▶ _MATERIAL FOR THIS TASK_
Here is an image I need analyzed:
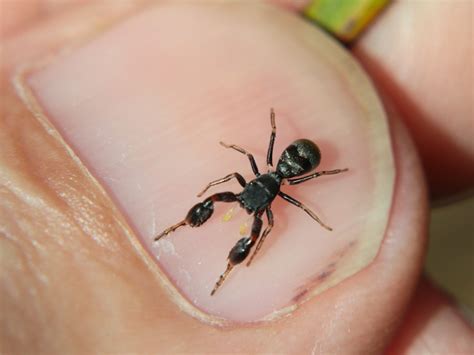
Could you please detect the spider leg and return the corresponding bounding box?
[211,211,263,296]
[278,191,332,231]
[247,207,273,266]
[219,142,260,176]
[155,192,237,241]
[197,173,247,197]
[287,168,349,185]
[267,108,276,171]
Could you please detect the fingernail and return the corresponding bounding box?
[24,4,394,322]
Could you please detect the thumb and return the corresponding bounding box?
[2,4,426,353]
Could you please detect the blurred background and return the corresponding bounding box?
[425,196,474,323]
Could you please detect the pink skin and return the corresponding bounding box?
[29,2,393,321]
[0,2,472,354]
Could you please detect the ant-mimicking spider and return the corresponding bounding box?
[155,109,348,296]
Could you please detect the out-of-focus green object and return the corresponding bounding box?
[303,0,390,43]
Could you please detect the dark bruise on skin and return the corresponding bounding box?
[291,240,356,303]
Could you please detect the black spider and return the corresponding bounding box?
[155,109,348,296]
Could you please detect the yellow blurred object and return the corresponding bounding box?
[303,0,390,43]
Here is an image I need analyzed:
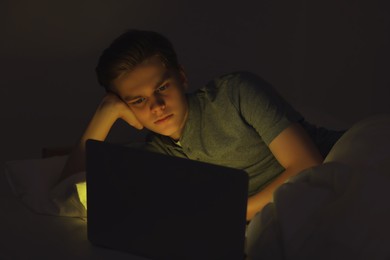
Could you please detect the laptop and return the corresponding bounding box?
[86,140,248,260]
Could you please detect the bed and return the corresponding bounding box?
[0,115,390,260]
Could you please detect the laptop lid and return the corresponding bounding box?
[86,140,248,260]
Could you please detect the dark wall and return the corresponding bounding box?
[0,0,390,161]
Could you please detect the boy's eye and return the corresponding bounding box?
[156,84,168,92]
[130,98,145,105]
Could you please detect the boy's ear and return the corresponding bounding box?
[179,65,188,90]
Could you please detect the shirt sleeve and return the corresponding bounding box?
[224,72,303,145]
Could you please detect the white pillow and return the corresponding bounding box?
[5,156,86,218]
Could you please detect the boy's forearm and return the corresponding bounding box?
[246,168,314,221]
[59,106,117,181]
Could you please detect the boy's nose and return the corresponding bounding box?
[150,97,165,112]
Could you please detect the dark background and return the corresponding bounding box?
[0,0,390,166]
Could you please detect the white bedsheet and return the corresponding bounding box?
[0,115,390,260]
[247,115,390,260]
[0,166,149,260]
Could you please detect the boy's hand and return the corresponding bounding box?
[98,92,144,130]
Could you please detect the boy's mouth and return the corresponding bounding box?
[154,114,173,125]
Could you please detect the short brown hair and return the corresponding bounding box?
[96,29,179,90]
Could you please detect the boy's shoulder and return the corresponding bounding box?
[195,70,269,97]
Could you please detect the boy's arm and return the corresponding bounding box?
[60,93,143,181]
[247,123,323,220]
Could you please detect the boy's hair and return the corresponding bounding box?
[96,29,179,90]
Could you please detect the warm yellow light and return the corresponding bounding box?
[76,181,87,209]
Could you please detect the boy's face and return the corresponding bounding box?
[112,56,188,140]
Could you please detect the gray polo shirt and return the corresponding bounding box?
[147,72,344,195]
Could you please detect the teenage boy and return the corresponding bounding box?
[62,30,342,220]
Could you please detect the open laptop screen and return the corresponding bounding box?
[86,140,248,260]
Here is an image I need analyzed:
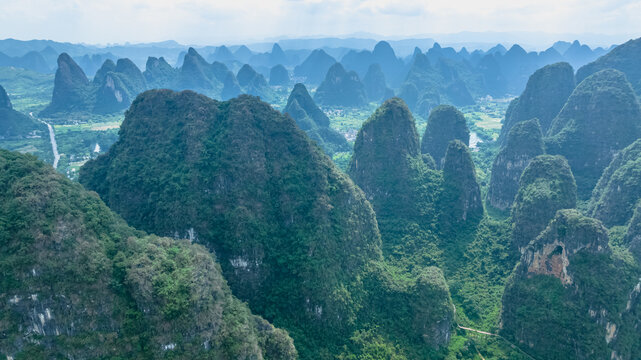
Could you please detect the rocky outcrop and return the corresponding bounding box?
[283,83,350,155]
[576,38,641,95]
[314,63,367,107]
[545,70,641,199]
[512,155,577,252]
[624,202,641,260]
[348,98,422,213]
[520,209,610,286]
[175,48,228,93]
[0,86,13,109]
[589,140,641,227]
[500,209,641,359]
[498,63,575,145]
[487,119,545,210]
[220,71,242,100]
[80,90,451,359]
[236,64,274,101]
[439,140,483,227]
[421,105,470,169]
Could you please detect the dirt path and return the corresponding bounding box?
[456,324,536,360]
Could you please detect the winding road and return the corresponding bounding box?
[456,324,536,360]
[29,112,60,169]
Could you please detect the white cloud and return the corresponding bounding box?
[0,0,641,44]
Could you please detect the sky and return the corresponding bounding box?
[0,0,641,45]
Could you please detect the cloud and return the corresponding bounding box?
[0,0,641,44]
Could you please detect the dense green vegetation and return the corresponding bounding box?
[80,90,453,359]
[576,38,641,95]
[0,34,641,360]
[487,119,545,210]
[283,83,351,156]
[545,70,641,199]
[589,140,641,227]
[421,105,470,169]
[499,63,575,145]
[501,210,641,359]
[0,67,53,113]
[314,63,367,107]
[512,155,577,250]
[0,150,296,359]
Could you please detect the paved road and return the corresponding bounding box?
[29,112,60,169]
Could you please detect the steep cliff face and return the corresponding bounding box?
[143,57,178,89]
[501,210,641,359]
[576,38,641,95]
[0,86,48,139]
[348,98,442,249]
[498,63,575,145]
[175,48,227,94]
[439,140,483,227]
[93,59,147,114]
[521,210,610,285]
[589,140,641,227]
[283,83,350,155]
[314,63,367,107]
[236,64,274,101]
[363,64,394,102]
[294,49,336,84]
[0,82,13,109]
[0,150,296,360]
[80,90,456,358]
[421,105,470,169]
[487,119,545,210]
[42,53,95,116]
[624,202,641,259]
[545,70,641,199]
[348,98,422,215]
[512,155,576,252]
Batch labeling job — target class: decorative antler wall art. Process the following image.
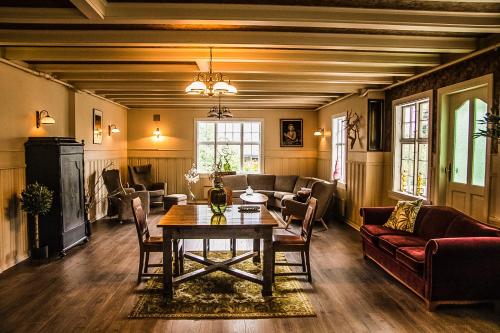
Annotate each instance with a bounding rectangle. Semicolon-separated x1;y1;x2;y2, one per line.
345;110;361;149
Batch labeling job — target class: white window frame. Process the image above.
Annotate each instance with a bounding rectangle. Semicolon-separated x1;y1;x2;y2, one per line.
389;90;433;204
330;113;347;187
194;118;264;175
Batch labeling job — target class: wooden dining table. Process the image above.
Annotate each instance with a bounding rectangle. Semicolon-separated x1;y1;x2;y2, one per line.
157;205;278;299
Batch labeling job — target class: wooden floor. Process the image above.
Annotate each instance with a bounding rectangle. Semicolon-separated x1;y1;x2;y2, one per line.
0;210;500;333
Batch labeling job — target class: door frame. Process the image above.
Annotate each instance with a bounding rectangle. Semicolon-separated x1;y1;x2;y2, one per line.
433;74;493;213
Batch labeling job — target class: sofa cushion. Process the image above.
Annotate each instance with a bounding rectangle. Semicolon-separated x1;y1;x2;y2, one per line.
384;199;422;232
360;224;411;245
247;175;276;191
396;246;425;275
414;206;458;240
445;214;500;238
293;177;309;193
221;175;248;191
274;176;297;192
378;235;427;256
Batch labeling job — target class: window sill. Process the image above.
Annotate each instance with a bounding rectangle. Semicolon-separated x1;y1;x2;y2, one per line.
389;191;431;205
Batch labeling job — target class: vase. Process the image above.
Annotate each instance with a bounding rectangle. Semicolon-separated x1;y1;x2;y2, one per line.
208;186;227;215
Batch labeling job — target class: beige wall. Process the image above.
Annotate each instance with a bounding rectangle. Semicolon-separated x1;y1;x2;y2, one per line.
0;63;127;272
128;109;318;197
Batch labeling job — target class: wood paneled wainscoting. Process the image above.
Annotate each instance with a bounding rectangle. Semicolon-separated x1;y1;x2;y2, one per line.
0;166;28;272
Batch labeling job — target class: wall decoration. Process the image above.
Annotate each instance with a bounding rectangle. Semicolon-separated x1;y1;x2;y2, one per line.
345;110;361;149
367;99;384;151
93;109;102;144
280;119;304;147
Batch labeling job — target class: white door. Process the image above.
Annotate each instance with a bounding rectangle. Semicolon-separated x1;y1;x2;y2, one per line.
446;86;489;222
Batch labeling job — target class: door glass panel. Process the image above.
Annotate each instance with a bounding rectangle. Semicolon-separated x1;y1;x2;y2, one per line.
472;98;488;186
452;101;469;184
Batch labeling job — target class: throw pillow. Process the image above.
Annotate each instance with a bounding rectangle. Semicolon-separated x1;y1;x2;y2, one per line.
384;199;423;232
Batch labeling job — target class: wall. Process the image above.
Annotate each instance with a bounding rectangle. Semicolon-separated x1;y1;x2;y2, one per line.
128;109;318;198
0;63;126;272
317;93;386;229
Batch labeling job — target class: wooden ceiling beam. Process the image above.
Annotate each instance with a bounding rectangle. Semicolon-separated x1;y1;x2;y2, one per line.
0;29;476;53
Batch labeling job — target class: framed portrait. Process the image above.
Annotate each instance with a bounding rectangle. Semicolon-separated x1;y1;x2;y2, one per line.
280;119;304;147
93;109;102;144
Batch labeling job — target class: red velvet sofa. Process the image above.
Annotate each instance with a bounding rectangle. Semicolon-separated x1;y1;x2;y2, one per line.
360;206;500;311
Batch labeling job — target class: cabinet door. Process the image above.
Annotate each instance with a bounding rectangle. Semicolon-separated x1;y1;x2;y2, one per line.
61;154;84;235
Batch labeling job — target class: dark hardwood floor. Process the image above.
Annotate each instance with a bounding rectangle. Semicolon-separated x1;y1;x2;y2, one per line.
0;210;500;333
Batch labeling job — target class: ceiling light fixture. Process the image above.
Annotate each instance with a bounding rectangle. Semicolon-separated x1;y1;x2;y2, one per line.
186;48;238;96
207;95;233;119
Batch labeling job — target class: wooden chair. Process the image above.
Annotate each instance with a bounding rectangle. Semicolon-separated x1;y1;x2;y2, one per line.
132;198;184;283
273;198;318;283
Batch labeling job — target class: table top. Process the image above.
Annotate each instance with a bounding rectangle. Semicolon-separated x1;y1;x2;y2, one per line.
157;204;278;228
240;192;269;204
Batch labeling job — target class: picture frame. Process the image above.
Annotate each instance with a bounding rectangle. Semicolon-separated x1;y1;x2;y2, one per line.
92;109;103;145
280;119;304;147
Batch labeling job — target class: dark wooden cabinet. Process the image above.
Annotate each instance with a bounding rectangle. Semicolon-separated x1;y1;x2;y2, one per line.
25;137;89;255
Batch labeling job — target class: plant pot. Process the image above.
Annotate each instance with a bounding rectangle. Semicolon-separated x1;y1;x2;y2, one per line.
31;245;49;260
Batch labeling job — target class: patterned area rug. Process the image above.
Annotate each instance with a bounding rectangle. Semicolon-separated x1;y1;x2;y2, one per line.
129;252;316;319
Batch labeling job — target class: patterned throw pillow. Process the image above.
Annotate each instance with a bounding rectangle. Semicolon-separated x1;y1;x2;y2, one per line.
384;199;423;232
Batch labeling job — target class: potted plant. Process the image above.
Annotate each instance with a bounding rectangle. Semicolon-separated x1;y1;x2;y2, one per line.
21;182;53;259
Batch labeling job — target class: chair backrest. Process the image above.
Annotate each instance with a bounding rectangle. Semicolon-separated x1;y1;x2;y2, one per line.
311;181;336;220
128;164;153;188
131;198;149;246
102;169;126;195
300;198;318;244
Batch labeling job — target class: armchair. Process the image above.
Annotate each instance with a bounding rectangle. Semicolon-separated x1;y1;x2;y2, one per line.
102;169;149;223
128;164;167;207
281;181;337;230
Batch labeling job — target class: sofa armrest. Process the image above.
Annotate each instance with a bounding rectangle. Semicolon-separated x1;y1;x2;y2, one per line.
424;237;500;302
359;207;394;225
281;200;307;218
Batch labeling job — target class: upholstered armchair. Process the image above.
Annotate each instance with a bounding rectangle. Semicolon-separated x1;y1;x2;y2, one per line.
102;169;149;223
128;164;167;207
281;181;337;230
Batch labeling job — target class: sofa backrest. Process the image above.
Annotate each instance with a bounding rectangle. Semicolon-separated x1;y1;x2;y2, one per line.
221;175;248;191
247;174;276;191
415;206;500;240
274;176;298;192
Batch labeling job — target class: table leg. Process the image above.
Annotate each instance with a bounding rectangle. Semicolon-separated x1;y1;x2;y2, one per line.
262;230;273;296
253;238;260;263
163;228;174;299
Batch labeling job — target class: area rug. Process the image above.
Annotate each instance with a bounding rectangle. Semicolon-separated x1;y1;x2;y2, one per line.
129;252;316;319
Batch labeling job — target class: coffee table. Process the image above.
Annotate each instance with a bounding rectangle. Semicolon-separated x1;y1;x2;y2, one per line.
240;193;269;206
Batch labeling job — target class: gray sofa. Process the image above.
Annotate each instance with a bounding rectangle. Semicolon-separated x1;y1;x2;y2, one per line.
222;174;325;208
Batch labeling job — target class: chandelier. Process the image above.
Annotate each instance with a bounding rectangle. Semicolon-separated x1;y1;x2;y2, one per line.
207;95;233;120
186;48;238;96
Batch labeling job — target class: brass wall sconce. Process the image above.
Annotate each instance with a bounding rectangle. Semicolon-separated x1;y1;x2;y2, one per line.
36;110;56;128
108;124;120;136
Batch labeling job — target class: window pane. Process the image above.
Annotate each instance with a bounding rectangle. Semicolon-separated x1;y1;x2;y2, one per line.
197;144;215;172
452;101;469;184
472;98;488;186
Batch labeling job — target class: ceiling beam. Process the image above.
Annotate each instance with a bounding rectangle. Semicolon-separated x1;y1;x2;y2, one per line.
0;4;500;33
0;29;476;53
5;47;440;67
70;0;106;20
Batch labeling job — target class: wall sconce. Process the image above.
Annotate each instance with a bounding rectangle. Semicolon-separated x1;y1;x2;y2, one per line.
108;124;120;136
153;127;161;140
314;128;325;136
36;110;56;128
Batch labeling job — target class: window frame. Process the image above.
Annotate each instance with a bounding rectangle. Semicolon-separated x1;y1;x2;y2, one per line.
193;118;264;175
330;112;347;188
389;90;434;204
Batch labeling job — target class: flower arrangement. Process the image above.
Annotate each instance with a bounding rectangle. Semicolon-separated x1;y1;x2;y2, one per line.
184;163;200;201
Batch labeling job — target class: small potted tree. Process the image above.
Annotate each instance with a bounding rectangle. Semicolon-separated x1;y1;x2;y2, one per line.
21;182;53;259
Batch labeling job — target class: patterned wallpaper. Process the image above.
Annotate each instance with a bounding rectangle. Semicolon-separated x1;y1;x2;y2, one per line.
384;48;500;152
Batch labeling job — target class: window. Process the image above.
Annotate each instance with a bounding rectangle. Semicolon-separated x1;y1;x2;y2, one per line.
393;98;430;198
332;116;346;184
196;121;262;173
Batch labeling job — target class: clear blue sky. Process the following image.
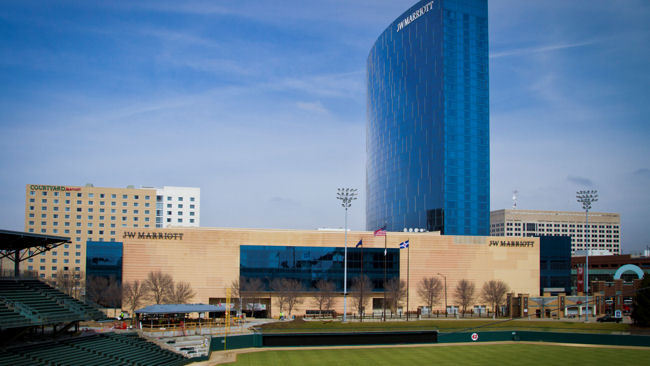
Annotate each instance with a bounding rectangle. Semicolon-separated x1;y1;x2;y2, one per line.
0;0;650;252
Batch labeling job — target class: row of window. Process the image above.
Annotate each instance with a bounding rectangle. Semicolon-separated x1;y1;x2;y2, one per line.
29;198;152;207
27;224;151;236
157;196;196;202
498;222;619;229
27;258;81;264
29;191;152;201
27;266;81;272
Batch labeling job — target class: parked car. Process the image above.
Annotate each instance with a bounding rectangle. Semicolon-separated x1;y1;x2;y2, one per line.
597;314;623;323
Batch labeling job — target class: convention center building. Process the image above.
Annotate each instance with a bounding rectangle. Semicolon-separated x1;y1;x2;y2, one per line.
120;228;540;316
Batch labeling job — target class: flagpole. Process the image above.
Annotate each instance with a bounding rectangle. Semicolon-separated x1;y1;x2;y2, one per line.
382;235;388;321
406;239;411;321
359;242;365;322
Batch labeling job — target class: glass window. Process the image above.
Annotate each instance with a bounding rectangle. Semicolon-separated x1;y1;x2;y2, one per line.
240;245;400;291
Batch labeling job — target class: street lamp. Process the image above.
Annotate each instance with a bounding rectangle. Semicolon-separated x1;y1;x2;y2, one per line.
336;188;357;323
576;190;598;321
432;272;447;316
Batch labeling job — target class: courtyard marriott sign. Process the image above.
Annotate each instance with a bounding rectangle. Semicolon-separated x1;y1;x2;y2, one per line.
29;184;81;192
488;240;535;248
397;1;433;32
122;231;183;240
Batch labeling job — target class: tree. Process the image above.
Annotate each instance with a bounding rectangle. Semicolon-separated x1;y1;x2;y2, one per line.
417;277;442;311
230;276;246;314
313;280;336;316
481;280;509;316
144;271;174;304
350;275;372;318
165;281;196;304
386;278;406;313
632;273;650;327
455;279;476;314
271;278;305;315
122;280;147;313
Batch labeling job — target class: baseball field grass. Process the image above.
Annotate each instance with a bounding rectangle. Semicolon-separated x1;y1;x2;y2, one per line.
220;344;650;366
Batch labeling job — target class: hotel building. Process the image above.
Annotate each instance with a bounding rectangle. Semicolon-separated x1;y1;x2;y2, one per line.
366;0;490;235
490;209;621;255
23;184;200;278
119;228;536;316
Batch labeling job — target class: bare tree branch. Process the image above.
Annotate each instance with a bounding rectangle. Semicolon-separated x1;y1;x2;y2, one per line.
350;275;372;316
271;278;305;316
481;280;509;316
417;277;442;311
455;279;476;314
313;280;336;316
144;271;174;304
386;278;406;314
165;281;196;304
122;281;147;313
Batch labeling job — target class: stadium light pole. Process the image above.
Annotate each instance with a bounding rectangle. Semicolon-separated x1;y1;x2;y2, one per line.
431;272;447;317
336;188;356;323
576;190;598;322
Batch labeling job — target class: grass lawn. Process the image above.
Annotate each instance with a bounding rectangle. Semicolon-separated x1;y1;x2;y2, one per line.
228;344;650;366
261;319;630;333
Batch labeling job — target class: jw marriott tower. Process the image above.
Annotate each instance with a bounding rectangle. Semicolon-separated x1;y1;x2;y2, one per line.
366;0;490;235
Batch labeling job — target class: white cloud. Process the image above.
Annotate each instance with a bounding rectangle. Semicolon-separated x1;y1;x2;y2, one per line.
296;101;329;114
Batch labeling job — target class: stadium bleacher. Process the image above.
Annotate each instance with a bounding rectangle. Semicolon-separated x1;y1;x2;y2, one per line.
0;333;191;366
0;278;106;329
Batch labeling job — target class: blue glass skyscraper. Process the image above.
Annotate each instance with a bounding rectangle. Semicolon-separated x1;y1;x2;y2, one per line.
366;0;490;235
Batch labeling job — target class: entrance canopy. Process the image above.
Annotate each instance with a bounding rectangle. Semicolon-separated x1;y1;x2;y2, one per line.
0;230;71;276
135;304;220;314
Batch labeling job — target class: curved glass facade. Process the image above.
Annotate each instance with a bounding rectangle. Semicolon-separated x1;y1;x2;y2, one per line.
366;0;490;235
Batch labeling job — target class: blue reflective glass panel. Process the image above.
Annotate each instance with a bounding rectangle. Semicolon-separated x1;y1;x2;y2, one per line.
239;245;399;291
366;0;490;235
86;241;122;283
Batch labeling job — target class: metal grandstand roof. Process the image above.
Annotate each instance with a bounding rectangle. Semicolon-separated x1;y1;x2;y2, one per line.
0;230;71;275
135;304;220;314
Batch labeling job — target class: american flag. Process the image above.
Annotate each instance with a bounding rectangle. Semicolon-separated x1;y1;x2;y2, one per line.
375;226;386;236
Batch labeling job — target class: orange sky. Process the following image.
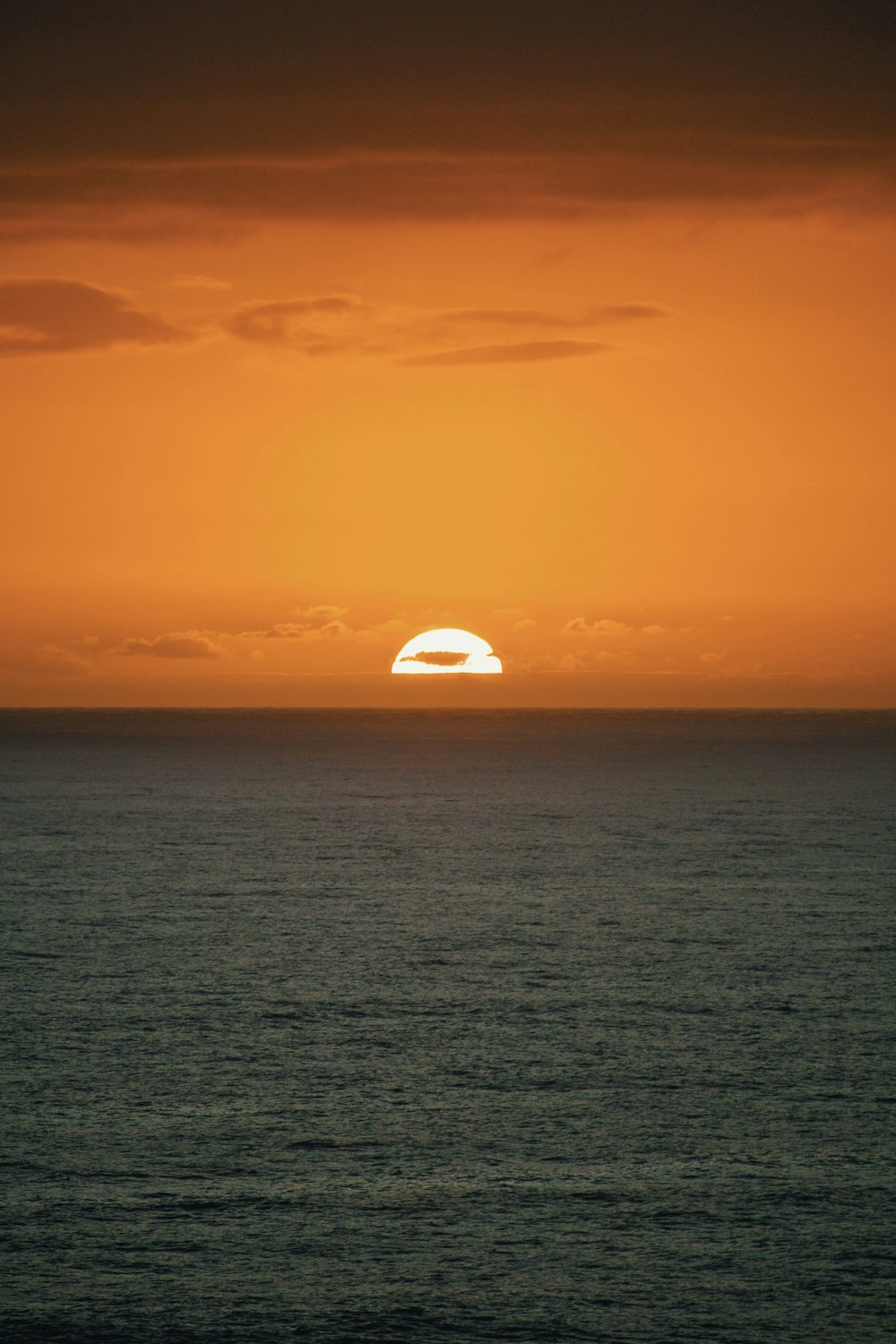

▶ _DIRECTIONS_
Write out the stretch of the material from the line that contains "Could you please detect the dark wall" through the line that contains "[179,65,188,90]", copying each line exactly.

▶ _FINISHED ANSWER_
Could you please detect the dark wall and return the corresponding bounding box?
[0,0,390,161]
Could you please detect the boy's eye and return the corresponding bounding box?
[156,84,168,92]
[130,98,145,105]
Could you please detect the boy's ear and return the corresponding bounding box?
[179,65,188,90]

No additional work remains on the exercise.